● **Task data**
════

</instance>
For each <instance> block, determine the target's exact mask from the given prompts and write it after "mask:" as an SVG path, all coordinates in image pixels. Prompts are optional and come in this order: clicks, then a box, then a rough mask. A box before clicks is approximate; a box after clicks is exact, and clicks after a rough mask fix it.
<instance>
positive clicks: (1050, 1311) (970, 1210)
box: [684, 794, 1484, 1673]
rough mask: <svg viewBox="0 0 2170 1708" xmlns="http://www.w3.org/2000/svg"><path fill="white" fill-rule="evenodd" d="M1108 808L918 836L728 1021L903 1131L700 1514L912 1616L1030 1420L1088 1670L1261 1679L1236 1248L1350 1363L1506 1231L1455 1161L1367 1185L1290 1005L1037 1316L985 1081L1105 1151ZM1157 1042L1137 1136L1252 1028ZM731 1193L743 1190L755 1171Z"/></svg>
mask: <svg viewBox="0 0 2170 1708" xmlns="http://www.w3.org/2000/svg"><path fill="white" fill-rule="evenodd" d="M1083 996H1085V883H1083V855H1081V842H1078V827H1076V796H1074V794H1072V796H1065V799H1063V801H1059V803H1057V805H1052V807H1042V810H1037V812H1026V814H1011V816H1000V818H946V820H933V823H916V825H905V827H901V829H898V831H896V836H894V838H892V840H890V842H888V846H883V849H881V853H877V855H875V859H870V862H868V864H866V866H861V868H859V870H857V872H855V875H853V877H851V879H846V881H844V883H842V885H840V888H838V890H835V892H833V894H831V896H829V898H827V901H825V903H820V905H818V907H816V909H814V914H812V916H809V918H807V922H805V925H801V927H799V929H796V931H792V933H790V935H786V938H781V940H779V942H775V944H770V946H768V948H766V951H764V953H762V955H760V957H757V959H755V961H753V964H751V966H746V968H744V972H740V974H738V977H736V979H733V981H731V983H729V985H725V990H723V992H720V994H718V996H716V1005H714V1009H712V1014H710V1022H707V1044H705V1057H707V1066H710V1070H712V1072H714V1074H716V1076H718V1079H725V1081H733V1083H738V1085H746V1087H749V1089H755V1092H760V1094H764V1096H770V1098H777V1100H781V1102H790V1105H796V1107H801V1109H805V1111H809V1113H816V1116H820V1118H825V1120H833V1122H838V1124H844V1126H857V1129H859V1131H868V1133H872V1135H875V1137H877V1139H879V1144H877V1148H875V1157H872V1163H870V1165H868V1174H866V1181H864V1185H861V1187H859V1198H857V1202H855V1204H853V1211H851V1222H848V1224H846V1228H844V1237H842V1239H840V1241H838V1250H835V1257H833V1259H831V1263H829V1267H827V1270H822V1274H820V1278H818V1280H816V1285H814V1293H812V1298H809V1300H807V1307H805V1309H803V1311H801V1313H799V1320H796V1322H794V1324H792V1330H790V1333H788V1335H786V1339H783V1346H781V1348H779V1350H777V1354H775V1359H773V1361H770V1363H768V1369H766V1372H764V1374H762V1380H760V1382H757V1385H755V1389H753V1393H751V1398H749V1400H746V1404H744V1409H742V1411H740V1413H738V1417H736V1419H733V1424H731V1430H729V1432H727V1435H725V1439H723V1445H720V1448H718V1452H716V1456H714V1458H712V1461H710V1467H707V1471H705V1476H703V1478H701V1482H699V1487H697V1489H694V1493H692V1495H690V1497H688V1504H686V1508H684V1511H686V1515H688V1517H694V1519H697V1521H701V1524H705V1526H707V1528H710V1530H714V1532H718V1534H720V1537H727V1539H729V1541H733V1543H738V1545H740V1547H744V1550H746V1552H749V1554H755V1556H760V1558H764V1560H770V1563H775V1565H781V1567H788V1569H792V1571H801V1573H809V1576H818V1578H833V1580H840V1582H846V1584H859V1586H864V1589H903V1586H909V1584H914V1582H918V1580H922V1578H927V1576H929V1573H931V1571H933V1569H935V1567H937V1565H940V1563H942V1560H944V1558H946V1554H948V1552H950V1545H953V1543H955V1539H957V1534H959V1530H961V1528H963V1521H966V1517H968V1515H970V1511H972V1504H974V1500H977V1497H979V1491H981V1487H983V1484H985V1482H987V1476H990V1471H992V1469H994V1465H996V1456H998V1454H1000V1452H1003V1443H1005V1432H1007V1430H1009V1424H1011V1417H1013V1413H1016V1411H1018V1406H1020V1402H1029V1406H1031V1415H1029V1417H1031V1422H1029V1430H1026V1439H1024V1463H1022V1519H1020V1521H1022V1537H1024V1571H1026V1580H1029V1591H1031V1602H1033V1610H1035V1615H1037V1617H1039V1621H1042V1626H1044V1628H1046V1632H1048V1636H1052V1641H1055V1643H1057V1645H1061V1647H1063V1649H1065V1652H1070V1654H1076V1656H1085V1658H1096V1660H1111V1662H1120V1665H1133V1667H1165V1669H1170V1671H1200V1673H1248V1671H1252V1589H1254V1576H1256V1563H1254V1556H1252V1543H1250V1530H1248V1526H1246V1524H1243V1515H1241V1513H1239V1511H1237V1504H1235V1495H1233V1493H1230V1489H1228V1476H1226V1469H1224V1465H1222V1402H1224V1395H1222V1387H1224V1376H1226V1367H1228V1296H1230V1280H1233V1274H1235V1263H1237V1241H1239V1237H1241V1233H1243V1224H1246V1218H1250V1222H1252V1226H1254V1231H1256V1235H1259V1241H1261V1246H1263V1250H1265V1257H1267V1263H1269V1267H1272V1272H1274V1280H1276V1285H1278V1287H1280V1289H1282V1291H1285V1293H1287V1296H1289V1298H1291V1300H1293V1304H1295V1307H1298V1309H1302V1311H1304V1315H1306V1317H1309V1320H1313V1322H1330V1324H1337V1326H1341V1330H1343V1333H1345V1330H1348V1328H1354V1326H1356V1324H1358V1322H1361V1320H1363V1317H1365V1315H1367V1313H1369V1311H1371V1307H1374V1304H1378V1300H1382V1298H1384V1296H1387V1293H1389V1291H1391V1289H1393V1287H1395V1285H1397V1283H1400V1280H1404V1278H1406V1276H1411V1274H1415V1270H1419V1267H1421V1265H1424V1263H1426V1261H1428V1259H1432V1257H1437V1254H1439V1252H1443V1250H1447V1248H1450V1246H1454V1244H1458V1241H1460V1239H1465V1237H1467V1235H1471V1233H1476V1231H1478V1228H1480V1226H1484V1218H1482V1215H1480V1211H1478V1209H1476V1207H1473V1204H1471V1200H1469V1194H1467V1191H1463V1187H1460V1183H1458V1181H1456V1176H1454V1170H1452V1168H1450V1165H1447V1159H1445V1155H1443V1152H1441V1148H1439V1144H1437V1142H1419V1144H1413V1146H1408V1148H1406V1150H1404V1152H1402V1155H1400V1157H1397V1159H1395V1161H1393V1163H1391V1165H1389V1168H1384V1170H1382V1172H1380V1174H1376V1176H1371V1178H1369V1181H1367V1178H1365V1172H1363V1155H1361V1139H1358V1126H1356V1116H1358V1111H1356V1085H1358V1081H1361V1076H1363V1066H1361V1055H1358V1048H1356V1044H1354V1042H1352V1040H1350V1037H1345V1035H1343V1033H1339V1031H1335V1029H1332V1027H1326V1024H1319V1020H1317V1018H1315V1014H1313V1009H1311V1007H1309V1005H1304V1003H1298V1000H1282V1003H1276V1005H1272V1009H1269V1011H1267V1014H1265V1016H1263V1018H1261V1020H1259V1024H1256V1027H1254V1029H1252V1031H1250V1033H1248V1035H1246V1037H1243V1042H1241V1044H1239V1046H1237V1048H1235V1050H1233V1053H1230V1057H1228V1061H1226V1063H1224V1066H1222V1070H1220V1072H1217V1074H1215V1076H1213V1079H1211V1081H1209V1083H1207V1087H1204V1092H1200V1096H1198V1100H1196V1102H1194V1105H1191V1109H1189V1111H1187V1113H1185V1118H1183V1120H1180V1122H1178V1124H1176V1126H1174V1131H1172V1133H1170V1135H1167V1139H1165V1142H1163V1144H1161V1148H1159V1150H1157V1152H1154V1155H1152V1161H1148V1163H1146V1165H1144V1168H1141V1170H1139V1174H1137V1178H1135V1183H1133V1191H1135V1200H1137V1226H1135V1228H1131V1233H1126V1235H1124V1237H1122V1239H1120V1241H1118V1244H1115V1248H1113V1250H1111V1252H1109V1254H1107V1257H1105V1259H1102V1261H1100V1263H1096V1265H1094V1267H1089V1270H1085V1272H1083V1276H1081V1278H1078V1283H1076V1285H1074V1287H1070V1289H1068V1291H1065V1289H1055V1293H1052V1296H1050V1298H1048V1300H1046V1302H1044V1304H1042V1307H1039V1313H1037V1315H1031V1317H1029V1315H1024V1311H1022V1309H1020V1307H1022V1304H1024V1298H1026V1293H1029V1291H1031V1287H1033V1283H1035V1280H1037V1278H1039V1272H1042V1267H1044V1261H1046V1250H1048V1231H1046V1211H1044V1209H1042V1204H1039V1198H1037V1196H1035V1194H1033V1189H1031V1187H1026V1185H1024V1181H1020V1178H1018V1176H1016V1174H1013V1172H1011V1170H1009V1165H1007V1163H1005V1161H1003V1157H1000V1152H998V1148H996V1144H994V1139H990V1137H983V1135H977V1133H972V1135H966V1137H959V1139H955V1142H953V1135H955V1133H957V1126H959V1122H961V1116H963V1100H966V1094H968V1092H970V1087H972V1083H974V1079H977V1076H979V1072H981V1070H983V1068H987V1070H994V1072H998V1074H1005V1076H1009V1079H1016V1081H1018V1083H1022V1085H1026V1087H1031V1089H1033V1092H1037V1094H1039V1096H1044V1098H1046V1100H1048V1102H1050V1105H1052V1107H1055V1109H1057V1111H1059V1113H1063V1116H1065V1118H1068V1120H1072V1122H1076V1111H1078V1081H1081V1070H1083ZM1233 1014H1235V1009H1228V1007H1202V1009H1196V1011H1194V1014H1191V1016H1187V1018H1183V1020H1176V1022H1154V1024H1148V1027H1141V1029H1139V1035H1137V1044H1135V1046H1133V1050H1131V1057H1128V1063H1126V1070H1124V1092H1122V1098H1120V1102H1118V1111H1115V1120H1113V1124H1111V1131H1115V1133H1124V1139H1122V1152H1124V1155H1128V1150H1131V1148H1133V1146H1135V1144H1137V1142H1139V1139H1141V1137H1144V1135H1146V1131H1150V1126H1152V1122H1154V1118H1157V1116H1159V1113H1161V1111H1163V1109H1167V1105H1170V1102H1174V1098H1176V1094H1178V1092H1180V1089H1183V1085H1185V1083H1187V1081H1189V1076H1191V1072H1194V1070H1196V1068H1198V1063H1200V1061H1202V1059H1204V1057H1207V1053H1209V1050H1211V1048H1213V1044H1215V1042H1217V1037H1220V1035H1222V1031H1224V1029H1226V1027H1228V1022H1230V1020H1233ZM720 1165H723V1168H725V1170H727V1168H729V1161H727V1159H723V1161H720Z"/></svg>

════

● **Activity**
Give the items again exactly as they appear, starting at the first line of the items and ending at the line that contains "box: [684, 794, 1484, 1673]".

● **Your response**
</instance>
For each <instance> block, determine the target's exact mask from the given prompts and write it after "mask:" as an SVG path, all coordinates in image pixels. Prompts are optional and come in this order: clicks, then a box, then a rough mask. A box before clicks is approximate; a box after clicks is exact, and clicks after a rough mask fix it.
<instance>
positive clicks: (1050, 1311) (970, 1210)
box: [684, 794, 1484, 1673]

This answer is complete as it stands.